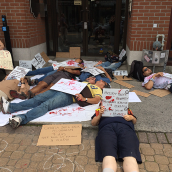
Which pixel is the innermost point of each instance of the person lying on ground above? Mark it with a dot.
(109, 65)
(7, 85)
(48, 101)
(156, 80)
(78, 62)
(48, 82)
(116, 140)
(105, 78)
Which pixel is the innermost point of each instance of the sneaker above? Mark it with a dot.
(15, 121)
(4, 105)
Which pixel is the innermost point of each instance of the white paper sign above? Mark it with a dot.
(115, 102)
(26, 64)
(69, 86)
(122, 54)
(120, 72)
(94, 71)
(17, 73)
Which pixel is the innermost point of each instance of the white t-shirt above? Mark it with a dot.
(160, 82)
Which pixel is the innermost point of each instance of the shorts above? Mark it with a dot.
(55, 77)
(117, 140)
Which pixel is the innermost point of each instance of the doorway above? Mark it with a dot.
(96, 26)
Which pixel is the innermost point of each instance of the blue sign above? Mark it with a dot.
(4, 29)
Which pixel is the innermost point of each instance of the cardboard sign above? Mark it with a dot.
(26, 64)
(69, 86)
(74, 52)
(17, 73)
(6, 60)
(115, 102)
(94, 71)
(67, 134)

※ ※ ※

→ **Problem to solve**
Reproduce word for word everything in the material above from the line containing "paper sign above? Mark it with a dot." down to the end of the material.

→ **Full response**
Which pixel is the innermost point of each instance of the white paper sign above? Mark it with a dot.
(115, 102)
(26, 64)
(69, 86)
(122, 54)
(120, 72)
(94, 71)
(17, 73)
Which pixel is the innermost point of each instance of the white t-shirt above? Mark it with a dot.
(160, 82)
Which pixel is the innermost point of each instance of the shorts above? Mark it with a dot.
(55, 77)
(117, 140)
Which pixel is the innermost point of each instance of the doorway above? Mark it with a dot.
(96, 26)
Which pixel is the innermost point of each instance of the blue sign above? Mark it with a dot.
(4, 29)
Which pixel is the innermost point of each instance of the cardboard sign above? Mark it with a dot.
(26, 64)
(69, 86)
(74, 52)
(17, 73)
(6, 60)
(115, 102)
(94, 71)
(67, 134)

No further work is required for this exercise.